## THE REQUEST
Write out exactly, with no other output, the lines below from the one that contains "identify the parking" through the end.

## ENTRIES SHOWN
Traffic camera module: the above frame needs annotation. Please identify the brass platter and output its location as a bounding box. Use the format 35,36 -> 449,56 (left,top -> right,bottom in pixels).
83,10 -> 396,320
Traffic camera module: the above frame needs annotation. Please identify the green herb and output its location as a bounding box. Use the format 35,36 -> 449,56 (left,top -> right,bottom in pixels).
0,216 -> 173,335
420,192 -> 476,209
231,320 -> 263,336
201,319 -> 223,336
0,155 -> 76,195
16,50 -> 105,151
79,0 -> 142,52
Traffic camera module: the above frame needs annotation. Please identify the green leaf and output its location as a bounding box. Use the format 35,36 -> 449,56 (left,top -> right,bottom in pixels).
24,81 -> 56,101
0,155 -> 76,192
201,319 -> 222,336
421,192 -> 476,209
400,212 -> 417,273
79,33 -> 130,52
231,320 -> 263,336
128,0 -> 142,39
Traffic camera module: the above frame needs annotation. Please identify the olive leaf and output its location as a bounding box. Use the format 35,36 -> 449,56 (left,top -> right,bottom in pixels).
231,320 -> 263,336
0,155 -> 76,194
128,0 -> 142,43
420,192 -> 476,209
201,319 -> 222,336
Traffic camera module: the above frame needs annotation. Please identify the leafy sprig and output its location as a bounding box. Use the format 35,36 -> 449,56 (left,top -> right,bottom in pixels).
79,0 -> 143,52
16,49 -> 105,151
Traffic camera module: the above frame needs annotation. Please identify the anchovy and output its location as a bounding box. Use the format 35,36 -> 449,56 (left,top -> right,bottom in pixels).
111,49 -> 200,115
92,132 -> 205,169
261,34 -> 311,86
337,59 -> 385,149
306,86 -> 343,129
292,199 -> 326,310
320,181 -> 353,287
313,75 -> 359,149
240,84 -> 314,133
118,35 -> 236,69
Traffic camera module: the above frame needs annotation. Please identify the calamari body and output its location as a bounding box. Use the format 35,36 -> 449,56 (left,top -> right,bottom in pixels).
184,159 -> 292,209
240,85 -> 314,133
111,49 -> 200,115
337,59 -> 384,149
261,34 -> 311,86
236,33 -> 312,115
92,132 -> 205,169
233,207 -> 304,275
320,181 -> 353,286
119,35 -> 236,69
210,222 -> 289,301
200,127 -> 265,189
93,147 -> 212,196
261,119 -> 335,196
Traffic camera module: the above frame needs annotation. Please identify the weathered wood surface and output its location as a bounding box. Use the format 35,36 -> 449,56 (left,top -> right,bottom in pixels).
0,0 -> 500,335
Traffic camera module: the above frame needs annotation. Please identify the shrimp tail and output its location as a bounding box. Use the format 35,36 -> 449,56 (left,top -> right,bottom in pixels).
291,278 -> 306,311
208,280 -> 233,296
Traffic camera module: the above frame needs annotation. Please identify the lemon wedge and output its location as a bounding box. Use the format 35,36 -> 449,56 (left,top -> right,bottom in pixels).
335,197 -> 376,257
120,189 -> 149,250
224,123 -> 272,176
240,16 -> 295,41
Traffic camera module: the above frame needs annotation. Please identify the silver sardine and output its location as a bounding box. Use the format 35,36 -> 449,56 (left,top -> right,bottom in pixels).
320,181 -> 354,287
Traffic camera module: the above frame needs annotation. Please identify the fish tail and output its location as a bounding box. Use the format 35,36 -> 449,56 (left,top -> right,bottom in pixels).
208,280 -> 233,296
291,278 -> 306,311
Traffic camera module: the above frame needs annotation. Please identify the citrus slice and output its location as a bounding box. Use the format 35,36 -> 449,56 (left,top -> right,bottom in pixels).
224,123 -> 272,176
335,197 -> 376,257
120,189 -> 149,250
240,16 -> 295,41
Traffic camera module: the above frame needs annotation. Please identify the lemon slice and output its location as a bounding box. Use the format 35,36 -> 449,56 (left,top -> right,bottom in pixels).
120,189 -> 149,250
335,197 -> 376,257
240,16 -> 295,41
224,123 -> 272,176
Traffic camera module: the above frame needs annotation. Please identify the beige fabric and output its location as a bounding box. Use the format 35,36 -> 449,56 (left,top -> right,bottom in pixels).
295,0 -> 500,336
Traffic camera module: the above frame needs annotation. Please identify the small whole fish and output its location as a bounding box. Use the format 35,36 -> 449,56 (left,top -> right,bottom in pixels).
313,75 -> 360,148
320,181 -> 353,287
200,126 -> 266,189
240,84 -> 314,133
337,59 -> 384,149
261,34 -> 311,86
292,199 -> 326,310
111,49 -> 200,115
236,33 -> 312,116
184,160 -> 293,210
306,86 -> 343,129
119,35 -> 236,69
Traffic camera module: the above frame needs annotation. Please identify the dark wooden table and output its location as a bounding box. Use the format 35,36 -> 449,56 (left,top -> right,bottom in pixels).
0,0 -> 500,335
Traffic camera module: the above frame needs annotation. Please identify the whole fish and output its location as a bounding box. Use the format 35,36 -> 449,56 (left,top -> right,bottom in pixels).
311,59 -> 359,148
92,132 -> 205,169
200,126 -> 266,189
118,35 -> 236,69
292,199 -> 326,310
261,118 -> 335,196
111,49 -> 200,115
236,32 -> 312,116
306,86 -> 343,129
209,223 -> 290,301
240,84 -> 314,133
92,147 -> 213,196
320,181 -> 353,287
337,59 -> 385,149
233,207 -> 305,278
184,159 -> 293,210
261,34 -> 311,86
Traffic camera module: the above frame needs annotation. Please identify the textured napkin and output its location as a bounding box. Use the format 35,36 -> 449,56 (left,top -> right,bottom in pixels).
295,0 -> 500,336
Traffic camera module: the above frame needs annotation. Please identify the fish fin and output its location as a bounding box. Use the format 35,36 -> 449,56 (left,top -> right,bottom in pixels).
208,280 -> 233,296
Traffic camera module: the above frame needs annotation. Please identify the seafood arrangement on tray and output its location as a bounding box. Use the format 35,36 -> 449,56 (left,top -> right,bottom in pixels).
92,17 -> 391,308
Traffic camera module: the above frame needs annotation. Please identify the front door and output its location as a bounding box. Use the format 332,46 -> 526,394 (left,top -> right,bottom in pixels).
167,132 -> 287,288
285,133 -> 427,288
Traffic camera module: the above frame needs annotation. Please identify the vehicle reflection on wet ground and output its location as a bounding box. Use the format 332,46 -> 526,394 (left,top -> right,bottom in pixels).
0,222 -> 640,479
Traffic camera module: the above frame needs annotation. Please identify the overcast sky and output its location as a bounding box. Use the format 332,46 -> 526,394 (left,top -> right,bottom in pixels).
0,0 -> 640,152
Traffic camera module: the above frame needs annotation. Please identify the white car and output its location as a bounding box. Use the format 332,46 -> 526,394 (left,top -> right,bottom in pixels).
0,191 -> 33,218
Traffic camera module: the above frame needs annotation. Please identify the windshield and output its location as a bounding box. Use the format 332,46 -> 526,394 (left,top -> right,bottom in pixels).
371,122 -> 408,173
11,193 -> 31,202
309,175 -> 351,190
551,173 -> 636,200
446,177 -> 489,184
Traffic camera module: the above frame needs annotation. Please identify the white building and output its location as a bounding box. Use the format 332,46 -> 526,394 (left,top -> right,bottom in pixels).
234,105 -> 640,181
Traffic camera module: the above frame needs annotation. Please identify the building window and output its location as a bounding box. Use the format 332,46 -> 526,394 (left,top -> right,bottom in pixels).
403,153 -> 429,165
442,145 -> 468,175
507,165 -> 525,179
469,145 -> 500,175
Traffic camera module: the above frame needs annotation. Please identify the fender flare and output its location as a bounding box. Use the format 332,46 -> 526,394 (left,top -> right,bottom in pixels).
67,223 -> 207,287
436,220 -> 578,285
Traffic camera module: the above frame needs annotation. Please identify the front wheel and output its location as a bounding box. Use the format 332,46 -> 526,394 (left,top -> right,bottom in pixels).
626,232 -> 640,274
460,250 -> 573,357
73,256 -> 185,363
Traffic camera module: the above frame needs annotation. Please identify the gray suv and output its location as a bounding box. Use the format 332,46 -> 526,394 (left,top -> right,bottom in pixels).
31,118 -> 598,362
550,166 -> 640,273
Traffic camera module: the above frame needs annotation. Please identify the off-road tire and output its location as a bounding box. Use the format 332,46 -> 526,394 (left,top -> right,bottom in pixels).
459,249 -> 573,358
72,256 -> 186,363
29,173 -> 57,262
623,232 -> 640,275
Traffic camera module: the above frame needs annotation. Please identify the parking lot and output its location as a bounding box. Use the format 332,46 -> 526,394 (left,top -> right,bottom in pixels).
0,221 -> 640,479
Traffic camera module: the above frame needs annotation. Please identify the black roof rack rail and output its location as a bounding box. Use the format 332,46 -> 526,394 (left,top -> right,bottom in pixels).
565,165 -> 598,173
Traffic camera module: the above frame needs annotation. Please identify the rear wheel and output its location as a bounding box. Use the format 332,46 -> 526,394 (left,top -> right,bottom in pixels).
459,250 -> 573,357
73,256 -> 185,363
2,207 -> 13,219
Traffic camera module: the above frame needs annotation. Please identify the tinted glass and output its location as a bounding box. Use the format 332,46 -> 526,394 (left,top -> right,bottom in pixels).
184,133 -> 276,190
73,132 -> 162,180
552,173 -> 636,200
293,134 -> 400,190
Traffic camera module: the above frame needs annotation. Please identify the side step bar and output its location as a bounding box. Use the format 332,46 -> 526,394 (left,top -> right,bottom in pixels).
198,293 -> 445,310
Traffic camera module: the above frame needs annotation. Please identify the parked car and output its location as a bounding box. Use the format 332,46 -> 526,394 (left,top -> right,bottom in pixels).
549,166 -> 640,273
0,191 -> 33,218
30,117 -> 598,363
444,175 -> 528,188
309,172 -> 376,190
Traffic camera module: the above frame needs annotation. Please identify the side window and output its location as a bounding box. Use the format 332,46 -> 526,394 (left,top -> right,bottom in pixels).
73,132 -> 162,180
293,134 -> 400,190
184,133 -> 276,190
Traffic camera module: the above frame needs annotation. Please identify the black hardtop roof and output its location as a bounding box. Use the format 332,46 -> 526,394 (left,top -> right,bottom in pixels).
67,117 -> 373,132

## RESULT OF THIS TASK
Traffic camera module: the above frame needs annotation. Please identify the parking lot and output its location as a bounding box. Use the format 332,46 -> 526,394 (left,top -> right,bottom in pixels).
0,221 -> 640,479
Traffic camera module: the above frame needs annotation. Please identify the black roof rack rail and output its location as a bounding box. Use the format 332,46 -> 526,394 (left,top -> right,bottom in pixels).
565,165 -> 598,173
Traffic camera module: the above frame needs annotation. Please identify the rear wheel and output its location as a bounding box. Use the format 332,46 -> 526,394 (left,top -> right,bottom in pixels).
459,250 -> 573,357
73,256 -> 185,363
2,207 -> 13,219
Traffic camera module: the above frame needs annotation. Please identify the tinted glass and output its location as a bounding box. Use the format 332,46 -> 526,394 (left,top -> right,bottom in pixels).
184,133 -> 276,190
73,132 -> 162,180
552,173 -> 636,200
293,134 -> 400,190
Traffic camera module: the above frame needs annotation. Please identify the side step bar and output its location as a bounding box. Use the format 332,46 -> 526,394 (left,top -> right,bottom in pixels).
198,293 -> 445,310
Traffic camera module: the above frame needs annotation. Please identify the parked car and output its location as a bounding box. Use the format 332,46 -> 526,394 (left,top -> right,bottom in pixels).
549,166 -> 640,273
0,191 -> 33,218
30,117 -> 598,363
444,175 -> 528,188
309,172 -> 376,190
Traffic camera module: the above frame needs annotation. Please identify the side window and output its location as a bounding box. Use the format 332,46 -> 526,394 (left,top -> right,bottom in pixels).
73,132 -> 162,180
293,134 -> 400,190
184,133 -> 276,190
Traffic camera module: the above frame needs annotation. Please identify the black hardtop roof and output its location as a bounding box. Use the format 332,46 -> 526,394 (left,top -> right,bottom in pixels).
67,117 -> 373,132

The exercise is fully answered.